-------- RECORDED DATA --------
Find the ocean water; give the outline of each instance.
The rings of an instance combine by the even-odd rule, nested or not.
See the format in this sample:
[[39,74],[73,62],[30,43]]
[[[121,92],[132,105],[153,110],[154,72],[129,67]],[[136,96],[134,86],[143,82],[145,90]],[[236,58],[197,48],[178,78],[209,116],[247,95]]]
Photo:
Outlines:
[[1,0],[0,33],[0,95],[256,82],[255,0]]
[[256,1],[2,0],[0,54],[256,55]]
--------
> WHAT IS EXPECTED:
Return all of the material above, line for line, without changing anything.

> RESULT OF THE EXERCISE:
Find the ocean water; give the outline of each instance.
The rings of an instance combine by the even-odd rule, nested or not.
See the format in this sample:
[[39,74],[73,62],[30,43]]
[[[121,92],[132,105],[153,110],[154,72],[129,67]],[[136,96],[134,86],[143,82],[145,90]],[[236,58],[197,48],[178,78],[209,116],[247,95]]]
Photo:
Outlines:
[[1,0],[0,33],[0,95],[256,82],[255,0]]
[[256,1],[2,0],[0,54],[256,55]]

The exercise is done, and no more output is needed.